### [Action item]
Output the entries underneath exactly as they are.

::::

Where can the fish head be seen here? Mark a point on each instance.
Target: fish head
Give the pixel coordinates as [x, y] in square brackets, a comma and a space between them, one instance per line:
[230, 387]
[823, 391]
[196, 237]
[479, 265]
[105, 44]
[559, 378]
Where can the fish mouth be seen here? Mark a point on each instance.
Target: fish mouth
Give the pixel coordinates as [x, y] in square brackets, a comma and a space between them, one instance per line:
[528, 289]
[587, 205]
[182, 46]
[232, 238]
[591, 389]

::::

### [Result for this task]
Where can the fish head be seen here? Mark a point on each instance.
Target: fish head
Give the pixel coordinates as [x, y] in square brackets, a comma and a space between them, one instance per line:
[230, 387]
[823, 391]
[196, 237]
[479, 265]
[105, 44]
[559, 378]
Where can the fish mouth be seen here? Mark a point on each instance.
Target: fish mouth
Give the pixel coordinates as [x, y] in square brackets, a comma and a space between them, one instance per line:
[528, 289]
[587, 205]
[182, 46]
[232, 238]
[591, 389]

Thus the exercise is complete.